GOAL OF THE EXERCISE
According to the text on the sale of the Edinburgh Woollen Mill, Bonmarché and Ponden chains, which retailer will lead the new company?

(EXCERPT PROVIDED begins)

As well as the Edinburgh Woollen Mill clothing chain, the deal will cover fashion retailer Bonmarché, and Ponden homeware outlets © Jeff J Mitchell/Getty

A longtime associate of Philip Day has taken over the running of the retail tycoon’s Bonmarché, Edinburgh Woollen Mill and Ponden homeware chains as part of a deal rescuing up to 2,500 jobs out of administration.

The three brands were sold on Tuesday to a group of Asian investors which, according to one person close to Mr Day, will inject a sum in the “tens of millions” into the new company.

Mr Day was initially considering buying some of his former companies out of administration but chose instead to back the sale to the investors. The new company, which will be led by retailer Stephen Simpson, will keep the current management team, including Mr Day’s daughter Lauren.

Mr Day has retained influence over the outcome of the administration as EWM Group, the ultimate holding company of his former retail empire, is a secured creditor.

The new owners will pay an undisclosed sum in instalments over the next five years to EWM Group, depending on performance and cash availability.

“[Philip Day] just wants to get off the stage, having lost so much of his fortune,” said one of his close associates.

But the retailer was likely to stay close to Mr Simpson and management, the person added.

The sale will keep roughly 300 stores open but administrators for Edinburgh Woollen Mill and Ponden said that nearly 500 employees had been made redundant with more than 100 stores permanently closed.

(EXCERPT PROVIDED ends)
(EXCERPTED DATA begins)

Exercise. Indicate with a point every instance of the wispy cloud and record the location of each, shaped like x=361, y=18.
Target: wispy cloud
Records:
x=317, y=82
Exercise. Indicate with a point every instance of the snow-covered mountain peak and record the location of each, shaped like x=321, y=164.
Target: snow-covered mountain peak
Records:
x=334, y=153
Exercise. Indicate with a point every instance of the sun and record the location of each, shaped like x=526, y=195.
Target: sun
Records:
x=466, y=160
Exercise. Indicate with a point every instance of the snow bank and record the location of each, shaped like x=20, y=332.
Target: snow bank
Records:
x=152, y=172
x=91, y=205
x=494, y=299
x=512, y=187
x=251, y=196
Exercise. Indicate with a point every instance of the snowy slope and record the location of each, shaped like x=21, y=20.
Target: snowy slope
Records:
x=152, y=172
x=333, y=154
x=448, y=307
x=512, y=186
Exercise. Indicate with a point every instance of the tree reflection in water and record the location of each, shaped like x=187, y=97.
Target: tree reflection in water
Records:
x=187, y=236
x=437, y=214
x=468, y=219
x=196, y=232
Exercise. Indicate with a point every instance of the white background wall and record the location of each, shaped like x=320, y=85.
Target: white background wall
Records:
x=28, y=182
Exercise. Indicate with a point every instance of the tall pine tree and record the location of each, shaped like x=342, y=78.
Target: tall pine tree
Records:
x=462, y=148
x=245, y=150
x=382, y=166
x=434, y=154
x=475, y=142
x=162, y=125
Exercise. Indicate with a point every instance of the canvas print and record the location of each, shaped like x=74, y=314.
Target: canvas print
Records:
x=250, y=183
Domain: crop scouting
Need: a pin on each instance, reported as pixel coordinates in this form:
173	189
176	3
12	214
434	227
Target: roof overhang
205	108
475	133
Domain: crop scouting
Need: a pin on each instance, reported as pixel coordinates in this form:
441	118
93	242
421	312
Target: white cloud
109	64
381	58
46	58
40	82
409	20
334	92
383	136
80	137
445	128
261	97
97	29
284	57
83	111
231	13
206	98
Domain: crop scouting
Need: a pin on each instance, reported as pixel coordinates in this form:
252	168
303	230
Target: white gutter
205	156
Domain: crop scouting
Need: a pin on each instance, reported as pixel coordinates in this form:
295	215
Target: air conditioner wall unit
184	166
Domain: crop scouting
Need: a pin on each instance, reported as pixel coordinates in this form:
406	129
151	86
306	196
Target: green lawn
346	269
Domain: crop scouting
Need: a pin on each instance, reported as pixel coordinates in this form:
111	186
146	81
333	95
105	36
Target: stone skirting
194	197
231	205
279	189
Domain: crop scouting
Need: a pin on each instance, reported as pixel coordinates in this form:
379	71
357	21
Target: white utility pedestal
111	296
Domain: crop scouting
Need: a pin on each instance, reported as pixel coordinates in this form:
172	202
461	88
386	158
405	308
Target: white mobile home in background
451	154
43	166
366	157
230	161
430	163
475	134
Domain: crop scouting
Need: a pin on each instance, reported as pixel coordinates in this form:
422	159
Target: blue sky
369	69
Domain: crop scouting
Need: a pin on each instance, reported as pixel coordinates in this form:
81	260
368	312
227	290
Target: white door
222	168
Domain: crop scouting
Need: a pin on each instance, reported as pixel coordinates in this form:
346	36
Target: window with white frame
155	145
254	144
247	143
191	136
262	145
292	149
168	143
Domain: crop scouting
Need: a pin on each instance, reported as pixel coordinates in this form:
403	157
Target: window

(EXCERPTED DATA ends)

TASK RESULT
Stephen Simpson